*What is needed*
I'd like the records transcribed exactly, leaving the images out.

*Supplied records*
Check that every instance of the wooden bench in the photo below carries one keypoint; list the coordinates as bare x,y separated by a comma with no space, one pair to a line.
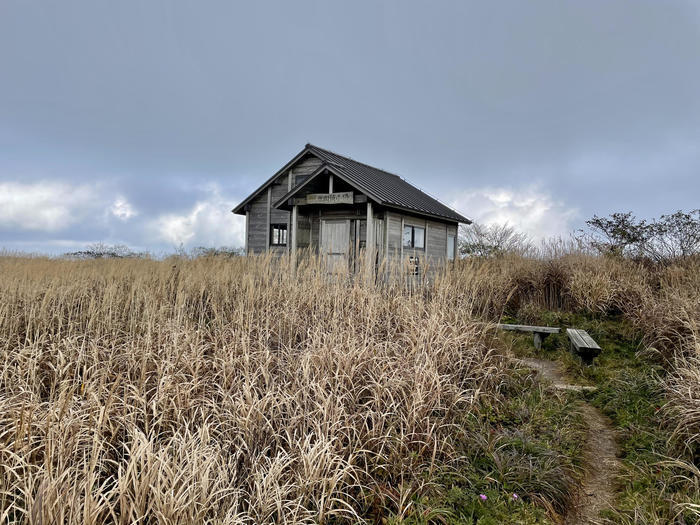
538,332
583,344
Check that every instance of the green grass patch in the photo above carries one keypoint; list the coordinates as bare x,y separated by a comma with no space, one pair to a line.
654,487
522,454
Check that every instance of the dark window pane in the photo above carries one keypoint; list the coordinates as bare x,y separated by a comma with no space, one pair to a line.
407,236
418,237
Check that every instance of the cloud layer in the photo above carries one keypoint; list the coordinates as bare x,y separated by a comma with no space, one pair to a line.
530,209
46,206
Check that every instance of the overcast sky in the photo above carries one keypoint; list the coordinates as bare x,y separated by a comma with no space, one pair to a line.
144,123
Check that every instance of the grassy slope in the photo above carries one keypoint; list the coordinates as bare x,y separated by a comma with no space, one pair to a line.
653,490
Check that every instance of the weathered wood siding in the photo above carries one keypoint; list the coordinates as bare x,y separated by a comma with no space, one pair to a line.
394,235
279,189
436,242
304,168
257,228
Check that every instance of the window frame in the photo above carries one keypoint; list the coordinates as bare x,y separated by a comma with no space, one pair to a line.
281,227
412,244
451,246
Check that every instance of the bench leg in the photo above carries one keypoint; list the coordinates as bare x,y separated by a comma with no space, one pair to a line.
537,338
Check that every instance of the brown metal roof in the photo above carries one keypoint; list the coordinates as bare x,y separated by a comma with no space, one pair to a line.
387,188
383,187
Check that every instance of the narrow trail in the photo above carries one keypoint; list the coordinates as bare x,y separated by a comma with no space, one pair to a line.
601,463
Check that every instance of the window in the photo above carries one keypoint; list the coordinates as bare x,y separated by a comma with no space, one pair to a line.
413,237
414,265
278,235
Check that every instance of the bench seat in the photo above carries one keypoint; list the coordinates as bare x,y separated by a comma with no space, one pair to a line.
538,332
583,344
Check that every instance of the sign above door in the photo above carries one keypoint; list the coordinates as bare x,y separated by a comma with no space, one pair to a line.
330,198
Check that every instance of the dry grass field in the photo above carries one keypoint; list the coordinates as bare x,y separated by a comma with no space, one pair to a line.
219,390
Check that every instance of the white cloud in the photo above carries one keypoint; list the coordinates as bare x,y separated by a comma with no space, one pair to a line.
44,206
122,209
529,209
208,223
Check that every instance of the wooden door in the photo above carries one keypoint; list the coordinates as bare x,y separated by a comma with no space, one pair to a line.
335,244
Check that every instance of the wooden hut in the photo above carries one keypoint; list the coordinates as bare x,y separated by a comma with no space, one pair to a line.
343,209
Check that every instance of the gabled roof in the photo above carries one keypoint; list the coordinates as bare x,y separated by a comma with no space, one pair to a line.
381,186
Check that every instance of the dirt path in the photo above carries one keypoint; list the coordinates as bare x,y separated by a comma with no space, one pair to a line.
601,461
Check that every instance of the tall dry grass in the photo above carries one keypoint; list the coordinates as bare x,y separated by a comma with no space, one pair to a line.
222,391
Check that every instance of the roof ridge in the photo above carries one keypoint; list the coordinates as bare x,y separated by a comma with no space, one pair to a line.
353,160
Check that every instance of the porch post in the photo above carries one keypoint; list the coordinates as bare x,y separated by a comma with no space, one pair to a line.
295,216
369,241
247,229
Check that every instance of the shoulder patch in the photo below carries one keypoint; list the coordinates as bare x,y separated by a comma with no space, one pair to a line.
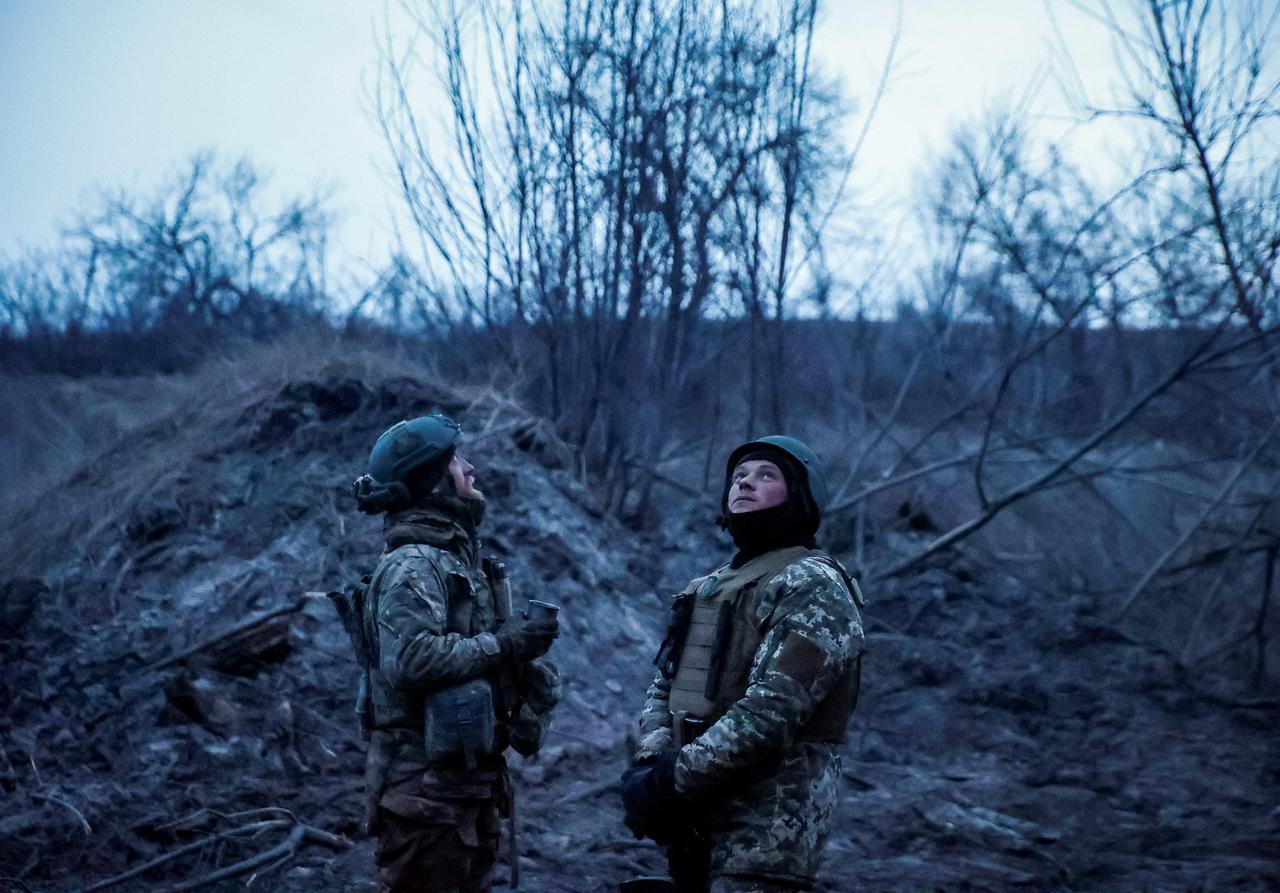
800,659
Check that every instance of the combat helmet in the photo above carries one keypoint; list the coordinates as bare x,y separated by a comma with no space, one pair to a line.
816,495
406,462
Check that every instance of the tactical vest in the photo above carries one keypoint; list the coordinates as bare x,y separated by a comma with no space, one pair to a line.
470,610
713,640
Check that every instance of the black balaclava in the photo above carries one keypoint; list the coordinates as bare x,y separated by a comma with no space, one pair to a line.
790,523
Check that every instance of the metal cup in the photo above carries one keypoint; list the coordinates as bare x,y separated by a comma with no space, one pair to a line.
542,610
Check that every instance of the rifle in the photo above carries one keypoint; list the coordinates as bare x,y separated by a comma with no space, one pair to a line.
351,610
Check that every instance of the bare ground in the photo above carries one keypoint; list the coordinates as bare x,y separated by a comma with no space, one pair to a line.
1009,736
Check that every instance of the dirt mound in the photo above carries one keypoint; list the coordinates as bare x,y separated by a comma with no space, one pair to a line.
176,692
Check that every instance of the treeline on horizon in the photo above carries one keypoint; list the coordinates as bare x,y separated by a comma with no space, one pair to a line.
643,233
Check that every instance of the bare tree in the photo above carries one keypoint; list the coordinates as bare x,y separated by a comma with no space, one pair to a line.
604,177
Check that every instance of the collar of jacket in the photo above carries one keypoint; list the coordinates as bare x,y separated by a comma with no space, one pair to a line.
444,522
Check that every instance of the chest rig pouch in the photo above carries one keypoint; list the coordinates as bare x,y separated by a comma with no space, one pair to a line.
714,636
461,722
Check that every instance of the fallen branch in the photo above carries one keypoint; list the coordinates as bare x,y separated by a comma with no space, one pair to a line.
1228,488
245,627
69,807
298,833
1191,362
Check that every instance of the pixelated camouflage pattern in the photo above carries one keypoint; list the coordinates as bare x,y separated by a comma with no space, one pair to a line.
769,797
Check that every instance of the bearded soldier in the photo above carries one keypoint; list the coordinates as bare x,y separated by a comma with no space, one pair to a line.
737,770
451,678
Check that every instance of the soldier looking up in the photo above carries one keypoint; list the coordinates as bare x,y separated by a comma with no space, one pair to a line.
451,677
737,769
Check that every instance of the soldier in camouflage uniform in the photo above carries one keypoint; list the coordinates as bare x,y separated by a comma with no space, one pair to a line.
737,770
449,682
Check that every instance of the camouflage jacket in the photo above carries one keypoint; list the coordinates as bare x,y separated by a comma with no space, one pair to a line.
430,618
767,795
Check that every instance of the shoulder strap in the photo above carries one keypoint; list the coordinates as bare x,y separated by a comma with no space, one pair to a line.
835,563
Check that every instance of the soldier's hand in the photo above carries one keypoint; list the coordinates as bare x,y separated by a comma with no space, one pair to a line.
524,640
649,796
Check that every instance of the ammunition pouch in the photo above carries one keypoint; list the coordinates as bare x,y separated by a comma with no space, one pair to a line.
461,722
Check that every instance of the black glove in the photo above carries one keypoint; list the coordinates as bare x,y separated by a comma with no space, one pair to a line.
649,797
524,640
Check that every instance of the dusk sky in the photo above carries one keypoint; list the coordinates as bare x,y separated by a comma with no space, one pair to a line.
119,92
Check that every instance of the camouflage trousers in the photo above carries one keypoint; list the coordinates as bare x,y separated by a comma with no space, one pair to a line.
438,838
690,866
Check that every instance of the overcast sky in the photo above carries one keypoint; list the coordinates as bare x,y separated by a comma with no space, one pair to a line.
119,92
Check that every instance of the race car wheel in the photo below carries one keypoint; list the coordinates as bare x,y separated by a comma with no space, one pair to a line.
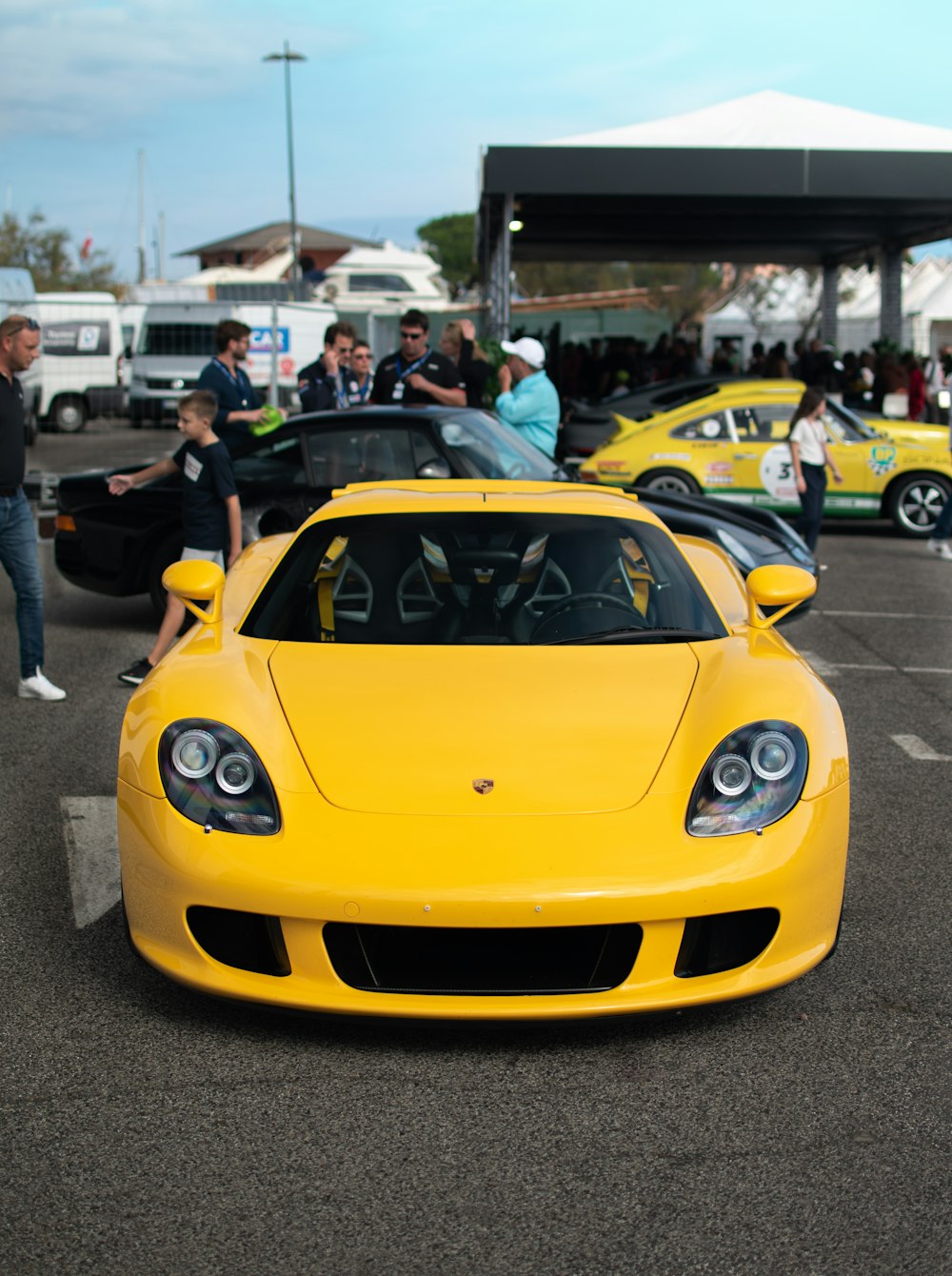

*Answer*
Check that every instance of the wooden bench in the photo below carries one keypoint; list the coordinates as bare x,y separated by a comma with no space, one pair to a line.
538,332
583,344
Check that every instance of the green grass patch in the photo above carries one keypoint; list the coordinates as bare x,y separated by a comma with no space, one pair to a line.
654,487
522,454
Check that every instance of the dark window pane in the photo above carries one keypoint; list the coordinates as bare x,y separated by a comma with no space, one pair to a line.
407,236
418,237
Check that every instance of the cloud layer in the photo above carries one keypoint; list the coordinates as bare x,y separated by a comma with no space, one pair to a line.
530,209
46,206
Check that every instance of the overcast sky in the photo above carries one keypoint; list the coordinates as bare x,y separated by a comma with no space, one pair to a line.
144,123
Check that every instance of the grassy slope in the photo above carries one keypoint; list the coordinates as bare x,y separated by a comma with no space, one pair to a line.
653,490
Check that every instance of the weathered wood siding in the photo above carries one keypoint; list the coordinates as bare x,y separated by a comma with no space, one pair to a line.
394,235
279,189
436,242
304,168
257,228
Check that every instance of the window frame in the photo above carries one keypoint; list the coordinates as bare x,y separated by a comma with no space, one pair to a line.
281,227
412,244
451,246
Check that every instance of the bench leg in the photo above carries one keypoint; list the coordinates as bare x,y separated by a comma with no space, one pair to a line.
537,338
Check that every instance of the brown metal roof in the photo above carries one keypoint; list the coordinates as bare x,y separated by a comma with no space, one pair to a line.
387,188
383,187
Check that every instance of the narrow trail in the photo above carries one keypoint; list the coordinates as bare x,y separated by a comma with no space, one pair to a line.
601,463
Check that every instance of the window in the photo above carries one keypoint; list the coordinates as bare x,y separated by a comma with no space, one pair to a line.
413,237
414,265
278,235
Check that every instance of the bench seat in the photo above carries one keypoint; list the coordinates as bare x,y separated by a comma with no space, one pair to a line.
538,332
583,344
Check that every instance of the sign above door in the photo above carries one keypoint; list the coordinates as bare x,y separated by a comma with no space, one pair to a line.
330,198
Check that every instance of the dry grass field in the photo above carries one keypoint; list the coordinates as bare x,y separated by a comma with no space, one pair to a line.
219,390
Check that every instance of the white cloud in the photo above carries one keypoint; list the coordinates as bare x,y separated by a comma with no space, one pair to a line.
44,206
122,209
529,209
208,223
Check that every instance of the wooden door in the photo above carries one keypoint; list the coordinates as bare x,y separated by a comma with no space, one pair to a line.
335,244
Check that every instance of the wooden hut in the photo above carries one keypoint; list the coordinates as bare x,y separated by a comma with no space, one pair to a line.
343,209
Check that every instance of the gabled roof in the photo above carries one keypoint; list the coordinates as bare x,y separated by a comma with no space, one pair to a line.
381,186
Check that every instance of the dirt path in the photo above carries one keypoint; list the coordinates as bare x,y separated by a comma with no space, one pair to a line.
601,461
Check that every instance of the tall dry grass in the photo above carries one keypoint; list the coordinates as bare x,y separated by a comma with no space, one pair to a line.
222,391
Check that every instance of the roof ridge in the photo above carries one keypoint; list the coordinates as bare x,y separated by a comma with no space, one pair to a line.
353,160
Check that every instance of the porch post in the photo above carries one keypoint; list the coordinates as bare x,y separated by a comma with no space, one pair to a line.
295,216
369,241
247,229
Check that every instance of the shoulder patch in the photo below carries one keypoint; list the coordinates as bare x,y separated by a comma with no space, one pair to a line.
800,659
Check that every instance of the combat helmet in the photo above carries one keypoint; list the coordinates as bare x,y separated by a comma with no space, one pair to a line.
816,495
406,462
Check that every instance of the tactical vest in the photo above carries one keypoint; list the coordinates as bare x,y separated by a comma with no space, one pair to a line.
470,610
713,640
Check that every instance of the black balaclava in the photo above carries one keypoint; list the coordinates as bare x,y separated by a comma with no space, one pair to a line.
790,523
Check that every instance of the metal cup in the photo above carries one keypoint; list the coordinates as bare x,y separated by a comma with no space, one pair to a line.
542,610
Check that every instance of the rifle in the photo above carries one keypoint; list the coordinates as bare x,y separated by a comma with no space, one pair to a line.
351,610
Check that every instance of the bare ground in the photo above carries one keypoint; list the coordinates as bare x,y separated by a comma with no space, one pair to a line.
1009,736
Check that every instance of the dirt mound in the photo above carries one keypoint; list the coordinates as bare x,y separated by a comma with no space, one pair to a line.
176,692
Check that every instance of the treeline on horizon in the photo above carries one keypoint; list the coordinates as bare x,y separated by a comma with no space, one pair to a line.
643,233
Check that every instance of the bare tree in the photo above carries one keypoint; list the coordinates as bare x,y separated by a comma with no space, one pair to a line.
604,177
Check that every instance of the collar of jacket in the photo above carries one keypoint; list the coordinates as bare x,y separated by a comma with no space, one pair to a line.
444,522
Check that every instance of the chest rig pouch in the photo above carries one keypoint; list the coordinates as bare x,y separated by a comma with no space, one pair to a line.
714,636
461,722
Check that every instance of the fallen branch in the photo above carries one keypoint; list the coordinates as bare x,y separated by a comma with no space, one pair to a line.
1228,488
245,627
69,807
298,833
1191,362
Check that every instance of the pixelated camouflage pattern in the photo above carries one keypoint; list the coordinates as bare x,y separated by a comma with no space, one pair to a line.
769,797
Check that every instance of the bearded soldier in the photo above carries one keypoint; list the coordinates as bare x,y separated by a comma with no space, one pair to a line.
737,770
451,678
Check that every instance of the soldier looking up in the photo above carries one keypoint; list the coordinates as bare x,y separated by a comma with no space, one pair to a line.
451,677
737,769
Check that every instance of the soldier in camouflage uniform in the photo above carries one keypoint; list the coordinates as bare x,y separated by a comma with no space, one pair to a line.
737,770
449,682
Check that every instance of the camouflage jacket in the photo above carries one keypoint; list the coordinates as bare x,y separated by a comma with no space, one pair to a line.
430,618
767,795
Check that every instance of the shoulder strap in the photo above carries one keypoint; list the coordinates as bare x,y separated by a comma with no space, one pair to a line.
835,563
Check that every instance of the soldier's hand in the photo above carries one keypoint; list the coordinates as bare x,y separated by a comma with no space, one pair to a line.
524,640
649,796
Check that every instance of the ammunition pouch in the photo above carries one keypoint; list the coordinates as bare x,y separated by a comma with no space, one pair to a line.
461,722
Check that every instance of the black glove in the photo above carries one keypoint; list the coordinates as bare x,y separated by a comma with no space, one pair to a line.
649,797
524,640
Check that every instance of the dusk sky in the photo above carries one keypoint; list the coordinates as bare x,y separated by a comma with no space, one pair to a line.
119,92
Check that every instance of the camouflage trousers in the photo above carries one keypoint; list the coordinates as bare x,y separated by a comma with no space, one pair to a line.
438,838
690,866
Check that every instance of the overcast sky in the photo above carries one keypoint; list the coordinates as bare x,y separated by a comma with no space, one pair to a line.
119,92
Check that every instance of the race car wheel in the photo below carries one keypoint; list the coordinates as bare x,y separated by a comma with no space, one pair to a line.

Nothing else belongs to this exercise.